START DATA
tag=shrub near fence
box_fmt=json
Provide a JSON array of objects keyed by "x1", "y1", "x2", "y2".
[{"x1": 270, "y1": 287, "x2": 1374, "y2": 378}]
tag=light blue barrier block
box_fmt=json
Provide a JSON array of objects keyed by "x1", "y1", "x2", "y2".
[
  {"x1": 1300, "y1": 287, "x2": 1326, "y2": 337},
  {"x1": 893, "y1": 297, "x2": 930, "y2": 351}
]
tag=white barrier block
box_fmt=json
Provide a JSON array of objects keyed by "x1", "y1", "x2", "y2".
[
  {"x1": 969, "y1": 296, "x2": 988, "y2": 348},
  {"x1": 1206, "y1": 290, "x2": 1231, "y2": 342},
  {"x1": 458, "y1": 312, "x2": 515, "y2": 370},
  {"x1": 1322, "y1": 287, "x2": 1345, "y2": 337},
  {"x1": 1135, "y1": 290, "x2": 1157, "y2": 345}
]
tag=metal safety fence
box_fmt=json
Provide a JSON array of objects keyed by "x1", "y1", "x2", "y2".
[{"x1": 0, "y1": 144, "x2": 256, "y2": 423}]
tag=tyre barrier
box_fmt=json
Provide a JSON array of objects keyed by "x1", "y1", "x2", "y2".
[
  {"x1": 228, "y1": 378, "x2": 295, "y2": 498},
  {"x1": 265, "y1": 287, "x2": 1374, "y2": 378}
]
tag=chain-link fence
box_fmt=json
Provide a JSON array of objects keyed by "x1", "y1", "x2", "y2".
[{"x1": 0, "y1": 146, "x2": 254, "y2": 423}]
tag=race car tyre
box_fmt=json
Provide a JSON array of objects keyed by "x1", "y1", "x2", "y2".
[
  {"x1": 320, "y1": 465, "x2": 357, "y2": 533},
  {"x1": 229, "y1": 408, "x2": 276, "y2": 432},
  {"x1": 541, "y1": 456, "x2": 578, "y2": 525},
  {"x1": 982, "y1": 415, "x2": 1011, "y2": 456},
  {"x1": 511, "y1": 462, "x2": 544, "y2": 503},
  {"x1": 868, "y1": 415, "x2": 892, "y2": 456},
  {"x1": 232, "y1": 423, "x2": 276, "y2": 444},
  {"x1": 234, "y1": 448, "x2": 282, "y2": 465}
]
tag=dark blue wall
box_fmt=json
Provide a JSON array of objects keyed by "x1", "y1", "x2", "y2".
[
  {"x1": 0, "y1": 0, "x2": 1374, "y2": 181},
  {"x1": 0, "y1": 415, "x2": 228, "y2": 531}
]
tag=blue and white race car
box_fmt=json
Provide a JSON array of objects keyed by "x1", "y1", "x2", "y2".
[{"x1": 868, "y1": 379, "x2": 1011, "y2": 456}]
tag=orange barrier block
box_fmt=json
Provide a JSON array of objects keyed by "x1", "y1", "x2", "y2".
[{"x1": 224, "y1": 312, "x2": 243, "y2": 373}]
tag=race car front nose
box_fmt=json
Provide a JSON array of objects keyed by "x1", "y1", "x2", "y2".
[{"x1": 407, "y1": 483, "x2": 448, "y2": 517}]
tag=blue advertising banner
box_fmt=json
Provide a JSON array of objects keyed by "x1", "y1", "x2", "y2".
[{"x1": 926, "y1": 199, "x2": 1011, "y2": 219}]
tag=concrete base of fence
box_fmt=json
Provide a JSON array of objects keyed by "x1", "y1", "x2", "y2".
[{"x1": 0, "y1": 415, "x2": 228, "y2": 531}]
END DATA
START DATA
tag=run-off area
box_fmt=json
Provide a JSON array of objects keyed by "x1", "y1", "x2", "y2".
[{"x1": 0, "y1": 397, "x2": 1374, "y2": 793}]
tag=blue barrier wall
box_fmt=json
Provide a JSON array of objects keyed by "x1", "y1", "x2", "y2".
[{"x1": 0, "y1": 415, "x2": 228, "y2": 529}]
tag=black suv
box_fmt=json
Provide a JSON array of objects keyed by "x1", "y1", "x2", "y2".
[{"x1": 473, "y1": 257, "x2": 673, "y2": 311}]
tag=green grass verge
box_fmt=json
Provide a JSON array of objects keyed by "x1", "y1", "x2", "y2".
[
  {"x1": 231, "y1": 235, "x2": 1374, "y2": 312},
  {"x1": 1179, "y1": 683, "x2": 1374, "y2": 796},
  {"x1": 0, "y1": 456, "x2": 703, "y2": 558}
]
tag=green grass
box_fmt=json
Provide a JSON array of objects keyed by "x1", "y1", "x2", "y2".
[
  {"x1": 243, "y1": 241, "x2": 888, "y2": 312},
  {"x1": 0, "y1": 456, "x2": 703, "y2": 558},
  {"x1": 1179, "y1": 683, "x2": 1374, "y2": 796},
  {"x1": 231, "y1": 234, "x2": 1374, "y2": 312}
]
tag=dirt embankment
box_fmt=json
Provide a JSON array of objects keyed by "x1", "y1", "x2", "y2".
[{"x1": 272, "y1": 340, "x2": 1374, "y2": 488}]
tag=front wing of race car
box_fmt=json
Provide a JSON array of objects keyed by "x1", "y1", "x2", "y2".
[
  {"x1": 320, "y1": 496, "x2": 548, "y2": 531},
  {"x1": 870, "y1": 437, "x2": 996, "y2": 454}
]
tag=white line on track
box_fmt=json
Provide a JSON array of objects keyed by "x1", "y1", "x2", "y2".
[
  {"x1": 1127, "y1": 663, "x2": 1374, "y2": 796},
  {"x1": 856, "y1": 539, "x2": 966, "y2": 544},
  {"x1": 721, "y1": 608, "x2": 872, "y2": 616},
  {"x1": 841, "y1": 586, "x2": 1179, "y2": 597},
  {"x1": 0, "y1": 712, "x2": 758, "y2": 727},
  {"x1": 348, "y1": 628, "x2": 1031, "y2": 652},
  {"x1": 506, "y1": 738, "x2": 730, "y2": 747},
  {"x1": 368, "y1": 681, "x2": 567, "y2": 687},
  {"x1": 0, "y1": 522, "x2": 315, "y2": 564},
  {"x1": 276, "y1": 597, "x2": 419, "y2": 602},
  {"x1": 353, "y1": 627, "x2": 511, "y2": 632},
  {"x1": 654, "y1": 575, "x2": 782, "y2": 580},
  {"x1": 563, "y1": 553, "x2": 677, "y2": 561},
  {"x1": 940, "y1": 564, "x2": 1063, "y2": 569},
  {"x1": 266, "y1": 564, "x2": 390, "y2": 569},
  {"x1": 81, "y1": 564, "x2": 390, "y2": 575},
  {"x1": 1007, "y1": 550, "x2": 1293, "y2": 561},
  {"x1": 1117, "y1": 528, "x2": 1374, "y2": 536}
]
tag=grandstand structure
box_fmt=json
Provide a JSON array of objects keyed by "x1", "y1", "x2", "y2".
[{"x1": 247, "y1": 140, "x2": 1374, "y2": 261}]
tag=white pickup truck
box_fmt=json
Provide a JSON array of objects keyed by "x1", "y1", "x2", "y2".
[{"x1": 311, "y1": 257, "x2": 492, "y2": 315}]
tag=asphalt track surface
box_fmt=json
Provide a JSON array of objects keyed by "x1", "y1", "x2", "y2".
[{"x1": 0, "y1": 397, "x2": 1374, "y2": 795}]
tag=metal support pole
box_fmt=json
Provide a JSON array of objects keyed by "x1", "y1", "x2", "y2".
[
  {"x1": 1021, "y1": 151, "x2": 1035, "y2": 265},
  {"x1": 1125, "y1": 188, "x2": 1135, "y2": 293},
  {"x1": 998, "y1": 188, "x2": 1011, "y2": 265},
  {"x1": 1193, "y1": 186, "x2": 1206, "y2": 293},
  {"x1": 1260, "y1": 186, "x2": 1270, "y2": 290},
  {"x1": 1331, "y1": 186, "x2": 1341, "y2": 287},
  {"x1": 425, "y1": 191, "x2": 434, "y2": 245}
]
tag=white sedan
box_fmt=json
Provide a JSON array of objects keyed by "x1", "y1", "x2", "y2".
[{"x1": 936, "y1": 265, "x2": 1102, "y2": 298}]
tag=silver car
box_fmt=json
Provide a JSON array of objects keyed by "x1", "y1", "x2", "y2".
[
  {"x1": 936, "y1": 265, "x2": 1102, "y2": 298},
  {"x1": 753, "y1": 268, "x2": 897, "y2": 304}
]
END DATA
START DATA
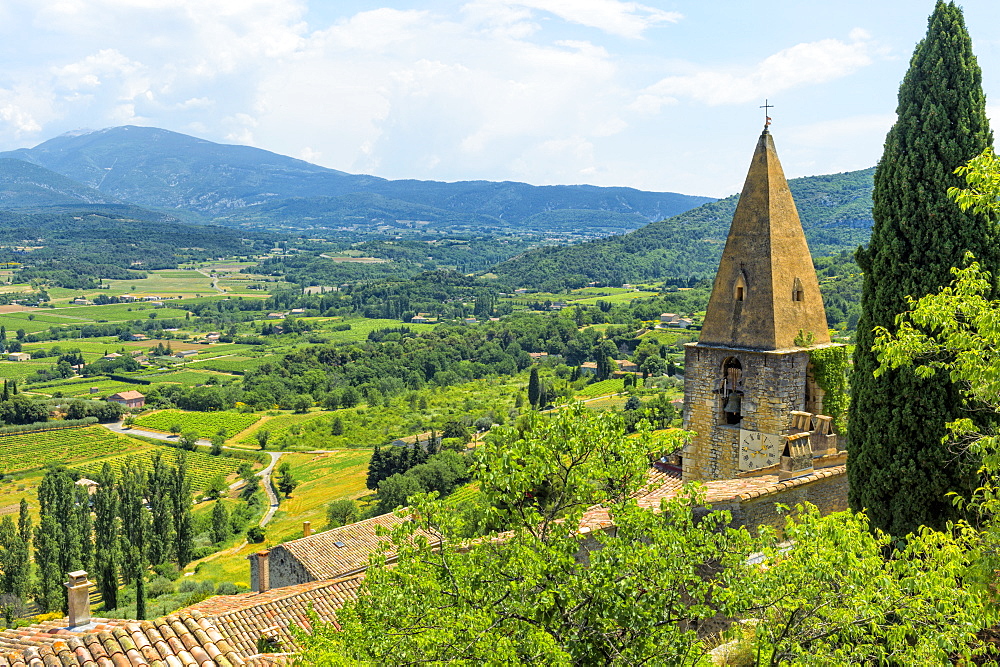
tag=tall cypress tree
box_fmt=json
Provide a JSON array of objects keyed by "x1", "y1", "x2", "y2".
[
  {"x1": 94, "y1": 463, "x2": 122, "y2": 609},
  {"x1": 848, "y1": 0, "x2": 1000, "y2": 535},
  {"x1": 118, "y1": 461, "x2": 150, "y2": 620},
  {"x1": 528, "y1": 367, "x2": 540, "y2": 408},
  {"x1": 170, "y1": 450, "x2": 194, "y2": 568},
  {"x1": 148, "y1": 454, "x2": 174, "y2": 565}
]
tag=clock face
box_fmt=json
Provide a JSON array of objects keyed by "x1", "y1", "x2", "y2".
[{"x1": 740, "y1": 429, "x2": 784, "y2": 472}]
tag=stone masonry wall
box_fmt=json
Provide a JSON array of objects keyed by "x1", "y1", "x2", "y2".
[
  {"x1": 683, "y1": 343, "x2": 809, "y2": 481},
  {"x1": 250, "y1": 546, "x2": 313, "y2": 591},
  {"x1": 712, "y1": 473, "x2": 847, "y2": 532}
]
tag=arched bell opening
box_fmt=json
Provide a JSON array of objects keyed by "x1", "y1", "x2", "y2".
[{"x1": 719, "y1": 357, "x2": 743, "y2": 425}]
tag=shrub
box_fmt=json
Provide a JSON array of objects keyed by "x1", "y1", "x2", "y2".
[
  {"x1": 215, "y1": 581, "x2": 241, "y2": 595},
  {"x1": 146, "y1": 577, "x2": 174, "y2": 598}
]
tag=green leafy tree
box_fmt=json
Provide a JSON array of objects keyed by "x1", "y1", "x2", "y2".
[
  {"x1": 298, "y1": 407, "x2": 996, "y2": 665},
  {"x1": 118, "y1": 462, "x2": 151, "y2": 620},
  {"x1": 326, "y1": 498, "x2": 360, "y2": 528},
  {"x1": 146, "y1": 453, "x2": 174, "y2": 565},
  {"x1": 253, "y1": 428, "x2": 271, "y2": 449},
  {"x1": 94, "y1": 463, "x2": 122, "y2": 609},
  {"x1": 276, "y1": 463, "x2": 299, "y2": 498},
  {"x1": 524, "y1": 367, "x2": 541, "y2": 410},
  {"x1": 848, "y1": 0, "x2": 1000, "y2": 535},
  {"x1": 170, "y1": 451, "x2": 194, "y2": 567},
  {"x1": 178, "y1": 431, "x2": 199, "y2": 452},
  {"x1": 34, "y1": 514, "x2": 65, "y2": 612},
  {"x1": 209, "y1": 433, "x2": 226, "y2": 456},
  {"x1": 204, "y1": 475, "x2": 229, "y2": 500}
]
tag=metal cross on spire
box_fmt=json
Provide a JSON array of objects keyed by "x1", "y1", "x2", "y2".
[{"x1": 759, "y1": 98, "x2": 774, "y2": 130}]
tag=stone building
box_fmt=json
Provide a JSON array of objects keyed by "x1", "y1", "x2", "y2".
END DATA
### GIVEN PROBLEM
Count the lines in the items above that contain the word "race", treating case as significant. Give only the number.

### COMPLETED EXERCISE
4